RECORD SET:
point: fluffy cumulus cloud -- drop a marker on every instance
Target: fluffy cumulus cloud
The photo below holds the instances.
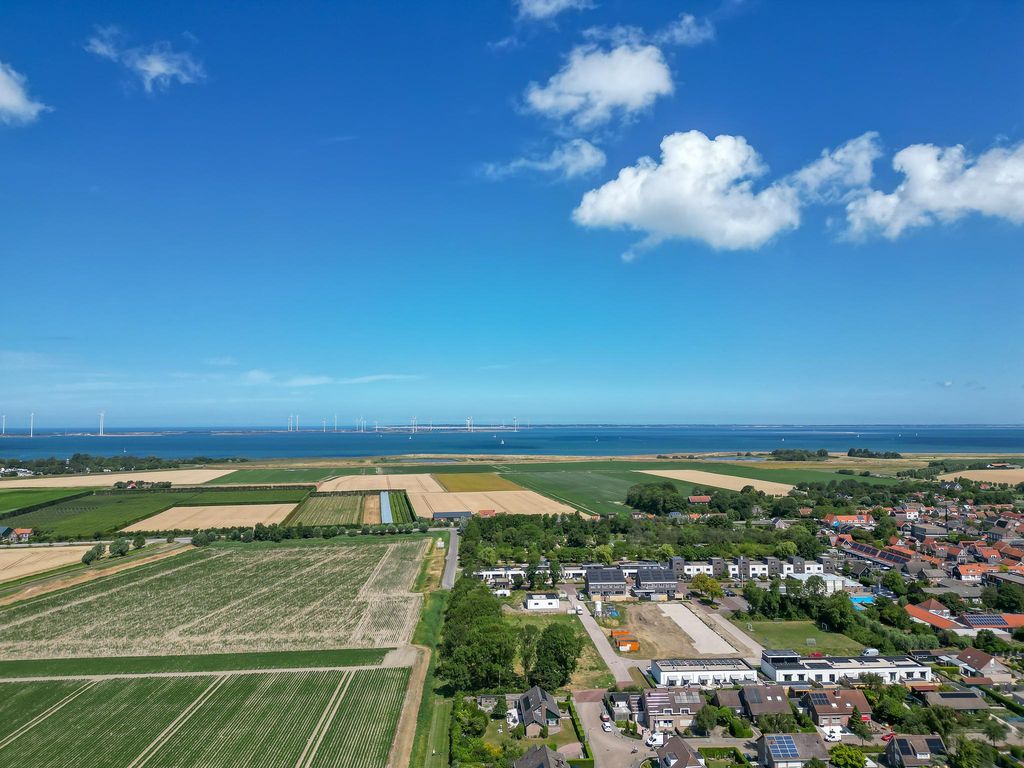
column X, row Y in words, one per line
column 701, row 188
column 543, row 9
column 942, row 184
column 842, row 171
column 576, row 158
column 157, row 66
column 16, row 108
column 597, row 84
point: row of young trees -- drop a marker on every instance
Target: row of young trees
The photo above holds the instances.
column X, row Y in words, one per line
column 481, row 650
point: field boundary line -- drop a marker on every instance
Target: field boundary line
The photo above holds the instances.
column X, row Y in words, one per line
column 324, row 724
column 168, row 732
column 43, row 715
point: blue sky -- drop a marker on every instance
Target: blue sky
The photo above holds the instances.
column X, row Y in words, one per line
column 222, row 215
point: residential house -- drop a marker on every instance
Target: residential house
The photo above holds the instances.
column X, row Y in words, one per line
column 542, row 601
column 655, row 584
column 960, row 700
column 913, row 752
column 670, row 709
column 677, row 754
column 606, row 584
column 791, row 750
column 537, row 709
column 832, row 709
column 974, row 663
column 764, row 699
column 541, row 757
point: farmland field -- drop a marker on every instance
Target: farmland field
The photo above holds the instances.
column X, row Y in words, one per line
column 228, row 599
column 18, row 562
column 12, row 500
column 112, row 511
column 456, row 481
column 329, row 510
column 216, row 516
column 107, row 479
column 273, row 476
column 310, row 719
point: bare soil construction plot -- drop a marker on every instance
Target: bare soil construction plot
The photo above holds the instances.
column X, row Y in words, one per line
column 228, row 599
column 218, row 516
column 107, row 479
column 15, row 563
column 706, row 640
column 714, row 479
column 511, row 502
column 1013, row 476
column 419, row 483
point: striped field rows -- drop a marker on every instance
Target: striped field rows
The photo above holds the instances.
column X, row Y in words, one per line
column 301, row 719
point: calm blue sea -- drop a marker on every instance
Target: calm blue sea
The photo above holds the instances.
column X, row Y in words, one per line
column 554, row 440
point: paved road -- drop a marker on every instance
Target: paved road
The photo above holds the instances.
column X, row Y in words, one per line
column 619, row 667
column 452, row 563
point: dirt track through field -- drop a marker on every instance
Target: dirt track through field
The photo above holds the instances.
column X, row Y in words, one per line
column 107, row 479
column 714, row 479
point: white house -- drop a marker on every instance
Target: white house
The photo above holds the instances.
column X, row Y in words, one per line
column 542, row 601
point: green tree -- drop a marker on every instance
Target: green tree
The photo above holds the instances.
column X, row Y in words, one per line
column 967, row 755
column 707, row 586
column 994, row 730
column 846, row 756
column 707, row 719
column 558, row 651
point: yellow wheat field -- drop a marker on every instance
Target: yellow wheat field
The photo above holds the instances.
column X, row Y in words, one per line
column 720, row 481
column 17, row 562
column 223, row 516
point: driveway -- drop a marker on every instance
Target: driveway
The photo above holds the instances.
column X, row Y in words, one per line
column 452, row 561
column 610, row 750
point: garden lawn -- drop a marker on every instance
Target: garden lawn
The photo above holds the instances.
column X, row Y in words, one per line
column 794, row 635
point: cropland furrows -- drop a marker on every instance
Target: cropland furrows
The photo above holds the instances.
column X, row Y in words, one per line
column 323, row 718
column 329, row 510
column 227, row 599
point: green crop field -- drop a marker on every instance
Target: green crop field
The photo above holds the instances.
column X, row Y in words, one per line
column 107, row 512
column 329, row 510
column 311, row 719
column 275, row 476
column 18, row 499
column 228, row 598
column 794, row 635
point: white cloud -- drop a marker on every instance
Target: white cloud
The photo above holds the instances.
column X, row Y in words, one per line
column 701, row 189
column 687, row 30
column 574, row 158
column 158, row 66
column 838, row 171
column 16, row 108
column 596, row 84
column 542, row 9
column 943, row 184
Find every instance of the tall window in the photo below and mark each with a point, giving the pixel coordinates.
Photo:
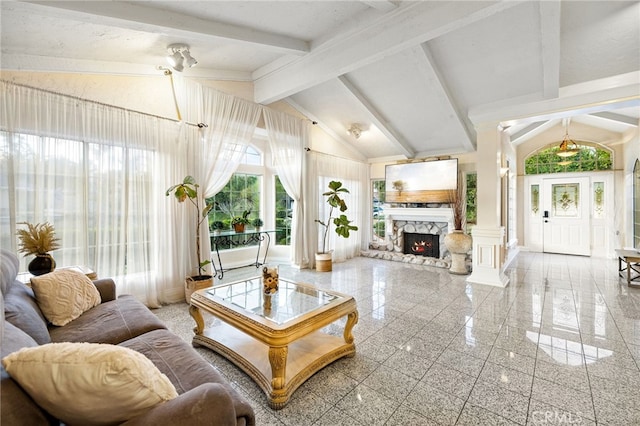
(378, 191)
(242, 193)
(636, 204)
(283, 214)
(82, 189)
(472, 198)
(590, 157)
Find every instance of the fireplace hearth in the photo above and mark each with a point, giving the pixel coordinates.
(427, 245)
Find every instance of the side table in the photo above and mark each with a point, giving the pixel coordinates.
(631, 258)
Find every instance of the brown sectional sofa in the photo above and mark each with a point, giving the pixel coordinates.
(205, 397)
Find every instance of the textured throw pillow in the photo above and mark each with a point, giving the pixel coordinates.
(63, 295)
(89, 383)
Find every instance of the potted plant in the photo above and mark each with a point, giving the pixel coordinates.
(217, 226)
(239, 222)
(342, 224)
(188, 190)
(457, 241)
(257, 223)
(38, 240)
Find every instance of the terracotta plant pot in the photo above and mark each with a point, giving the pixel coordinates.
(324, 262)
(42, 264)
(459, 245)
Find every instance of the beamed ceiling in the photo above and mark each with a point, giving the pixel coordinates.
(418, 76)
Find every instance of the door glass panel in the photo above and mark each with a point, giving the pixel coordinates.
(598, 200)
(566, 199)
(535, 200)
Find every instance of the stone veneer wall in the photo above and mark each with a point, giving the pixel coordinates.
(391, 248)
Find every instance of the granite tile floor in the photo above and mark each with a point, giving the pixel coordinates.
(559, 345)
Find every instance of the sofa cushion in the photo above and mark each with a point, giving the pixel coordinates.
(110, 322)
(185, 367)
(9, 266)
(64, 295)
(89, 383)
(21, 310)
(208, 404)
(17, 408)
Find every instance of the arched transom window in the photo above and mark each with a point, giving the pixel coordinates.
(590, 157)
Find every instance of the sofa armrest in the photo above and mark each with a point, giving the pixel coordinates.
(107, 289)
(207, 404)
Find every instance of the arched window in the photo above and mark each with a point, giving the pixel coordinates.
(590, 157)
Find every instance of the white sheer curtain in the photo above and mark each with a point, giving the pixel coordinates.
(355, 177)
(227, 126)
(288, 137)
(92, 171)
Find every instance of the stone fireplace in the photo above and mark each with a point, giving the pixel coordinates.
(427, 245)
(426, 226)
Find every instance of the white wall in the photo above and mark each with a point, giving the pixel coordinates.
(631, 152)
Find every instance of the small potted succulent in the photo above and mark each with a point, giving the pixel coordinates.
(217, 226)
(38, 240)
(239, 222)
(257, 223)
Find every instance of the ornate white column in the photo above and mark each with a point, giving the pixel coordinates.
(488, 235)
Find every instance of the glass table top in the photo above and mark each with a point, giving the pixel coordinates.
(289, 302)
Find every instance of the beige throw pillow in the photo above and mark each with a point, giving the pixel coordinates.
(89, 383)
(63, 295)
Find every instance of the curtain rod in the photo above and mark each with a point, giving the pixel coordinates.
(101, 103)
(313, 151)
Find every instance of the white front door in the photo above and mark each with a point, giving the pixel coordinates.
(565, 216)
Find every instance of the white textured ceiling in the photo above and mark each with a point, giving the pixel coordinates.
(419, 76)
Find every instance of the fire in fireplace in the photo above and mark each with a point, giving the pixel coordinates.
(427, 245)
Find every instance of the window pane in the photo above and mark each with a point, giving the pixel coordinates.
(378, 209)
(240, 194)
(283, 214)
(590, 157)
(535, 200)
(566, 200)
(598, 200)
(472, 197)
(252, 157)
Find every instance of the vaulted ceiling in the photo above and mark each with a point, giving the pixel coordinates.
(418, 77)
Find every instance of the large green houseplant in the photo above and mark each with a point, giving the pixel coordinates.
(342, 224)
(188, 190)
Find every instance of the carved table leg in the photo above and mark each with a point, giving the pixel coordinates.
(278, 361)
(197, 317)
(352, 319)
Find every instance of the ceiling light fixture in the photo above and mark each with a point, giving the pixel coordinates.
(179, 56)
(355, 130)
(567, 148)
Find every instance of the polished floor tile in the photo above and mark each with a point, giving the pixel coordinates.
(559, 345)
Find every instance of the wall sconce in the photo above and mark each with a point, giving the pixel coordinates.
(355, 130)
(179, 56)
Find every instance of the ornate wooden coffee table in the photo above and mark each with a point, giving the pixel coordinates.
(274, 339)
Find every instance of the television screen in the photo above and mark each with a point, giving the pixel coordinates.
(425, 182)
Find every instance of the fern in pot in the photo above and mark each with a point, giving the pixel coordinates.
(188, 191)
(38, 240)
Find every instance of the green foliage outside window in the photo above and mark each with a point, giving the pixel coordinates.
(589, 158)
(378, 219)
(472, 198)
(241, 193)
(284, 212)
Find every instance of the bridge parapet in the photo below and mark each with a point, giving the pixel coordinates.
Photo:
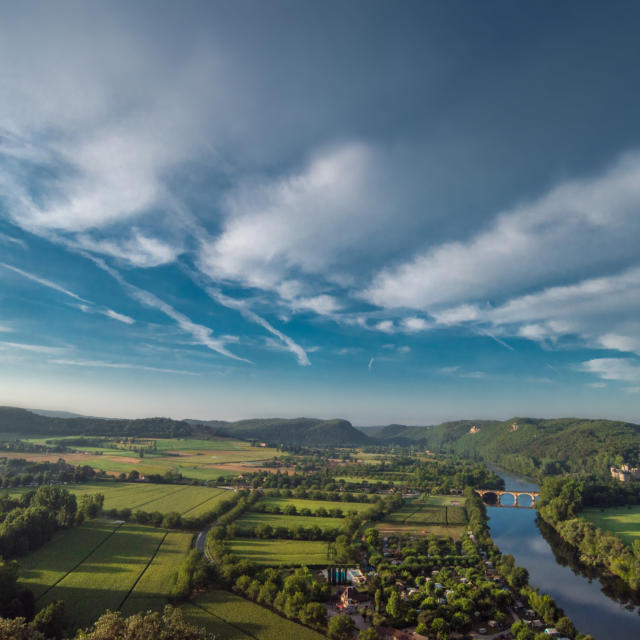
(534, 495)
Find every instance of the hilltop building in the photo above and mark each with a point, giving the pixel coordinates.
(625, 473)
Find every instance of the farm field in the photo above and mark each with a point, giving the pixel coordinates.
(623, 522)
(276, 552)
(165, 498)
(314, 505)
(234, 618)
(374, 480)
(441, 515)
(151, 589)
(42, 569)
(102, 565)
(194, 458)
(253, 519)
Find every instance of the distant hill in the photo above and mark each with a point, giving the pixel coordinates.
(14, 420)
(526, 445)
(529, 445)
(293, 431)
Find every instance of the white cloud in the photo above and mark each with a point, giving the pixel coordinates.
(448, 371)
(386, 326)
(415, 324)
(619, 369)
(100, 364)
(138, 250)
(33, 348)
(11, 240)
(120, 317)
(201, 334)
(44, 282)
(564, 232)
(620, 343)
(241, 306)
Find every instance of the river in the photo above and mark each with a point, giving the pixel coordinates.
(583, 599)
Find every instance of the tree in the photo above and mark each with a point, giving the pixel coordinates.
(52, 621)
(340, 627)
(169, 625)
(314, 613)
(18, 629)
(394, 606)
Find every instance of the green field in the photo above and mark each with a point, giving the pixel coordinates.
(253, 519)
(276, 552)
(234, 618)
(151, 589)
(102, 565)
(165, 498)
(441, 515)
(623, 522)
(314, 505)
(194, 458)
(42, 569)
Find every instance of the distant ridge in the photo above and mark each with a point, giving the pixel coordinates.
(292, 431)
(526, 445)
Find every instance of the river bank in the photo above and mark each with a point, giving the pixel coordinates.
(585, 599)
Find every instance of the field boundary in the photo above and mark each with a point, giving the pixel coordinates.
(57, 582)
(240, 629)
(201, 503)
(166, 495)
(133, 586)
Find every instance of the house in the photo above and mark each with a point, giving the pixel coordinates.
(355, 576)
(625, 473)
(398, 634)
(351, 597)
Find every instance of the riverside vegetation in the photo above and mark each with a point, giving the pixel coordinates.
(277, 516)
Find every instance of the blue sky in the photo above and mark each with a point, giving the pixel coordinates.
(388, 212)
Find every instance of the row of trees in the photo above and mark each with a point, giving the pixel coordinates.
(560, 505)
(175, 520)
(39, 515)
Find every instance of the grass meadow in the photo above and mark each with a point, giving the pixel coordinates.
(105, 565)
(623, 522)
(194, 458)
(280, 552)
(231, 617)
(253, 519)
(165, 498)
(441, 515)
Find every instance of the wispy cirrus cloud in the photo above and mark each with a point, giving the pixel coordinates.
(33, 348)
(83, 305)
(104, 364)
(201, 334)
(622, 370)
(243, 308)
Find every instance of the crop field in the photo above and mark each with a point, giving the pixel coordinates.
(104, 565)
(41, 570)
(276, 552)
(151, 589)
(623, 522)
(194, 458)
(373, 480)
(231, 617)
(165, 498)
(253, 519)
(314, 505)
(442, 515)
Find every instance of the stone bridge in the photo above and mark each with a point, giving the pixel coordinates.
(516, 494)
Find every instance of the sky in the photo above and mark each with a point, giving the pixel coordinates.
(383, 211)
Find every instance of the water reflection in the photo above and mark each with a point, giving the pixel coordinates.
(596, 605)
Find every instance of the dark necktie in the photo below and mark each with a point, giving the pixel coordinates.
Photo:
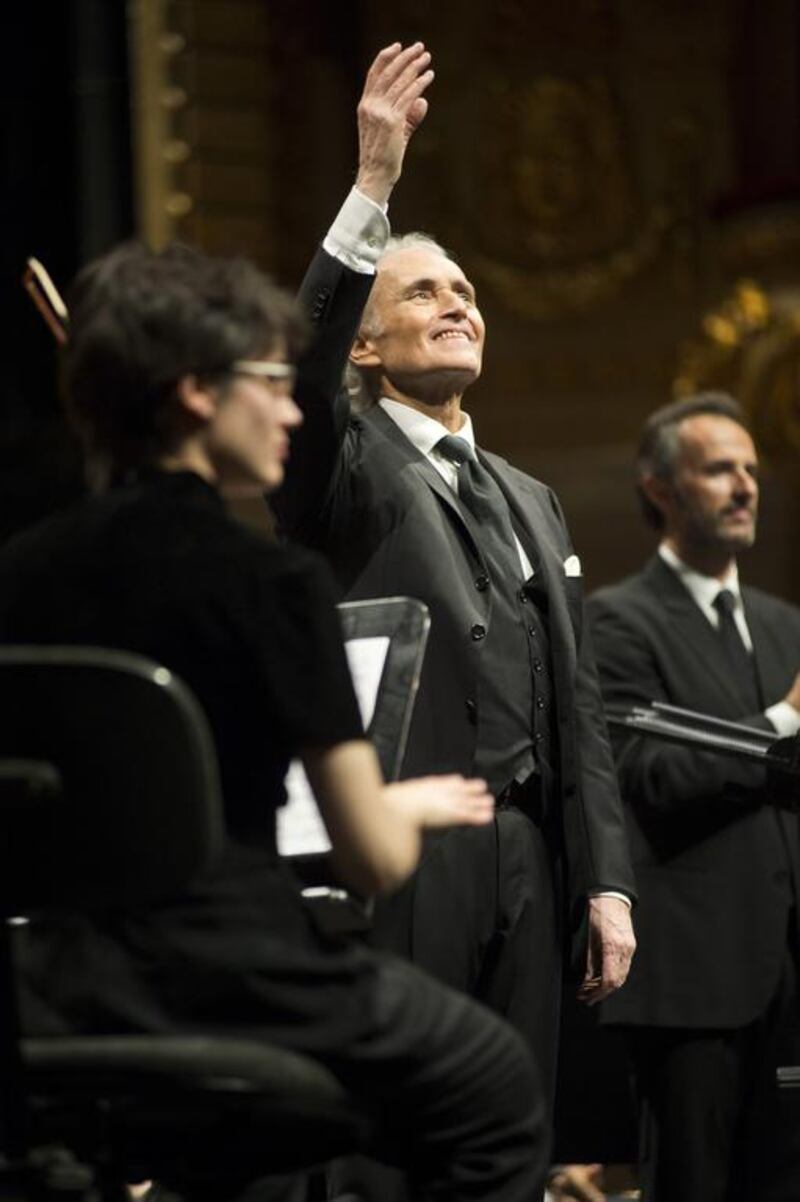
(482, 497)
(739, 658)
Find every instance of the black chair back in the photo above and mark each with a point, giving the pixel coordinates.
(99, 749)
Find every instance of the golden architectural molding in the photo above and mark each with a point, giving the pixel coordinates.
(157, 101)
(566, 230)
(751, 347)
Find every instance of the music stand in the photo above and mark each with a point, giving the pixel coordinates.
(384, 641)
(781, 756)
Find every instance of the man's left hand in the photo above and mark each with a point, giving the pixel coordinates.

PROMPT: Lay out the lines above as a numbered list, from the first line through the line containing "column 43, row 715", including both ends and skipping blank lines. Leave the pictures out of your list.

WORKED SOLUTION:
1. point: fluffy cumulus cloud -- drop a marker on every instance
2. Target: fluffy cumulus cloud
3. The photo below holds the instances.
4. column X, row Y in words, one per line
5. column 701, row 188
6. column 543, row 9
7. column 942, row 184
8. column 842, row 171
9. column 576, row 158
10. column 157, row 66
11. column 16, row 108
12. column 597, row 84
13. point: row of young trees -- drop a marker on every instance
14. Target: row of young trees
15. The photo above holds the instances.
16. column X, row Y in words, one per line
17. column 481, row 650
18. point: field boundary line -- drop a marker on every instance
19. Target: field boundary line
20. The photo above holds the instances.
21. column X, row Y in words, one per line
22. column 324, row 724
23. column 168, row 732
24. column 43, row 715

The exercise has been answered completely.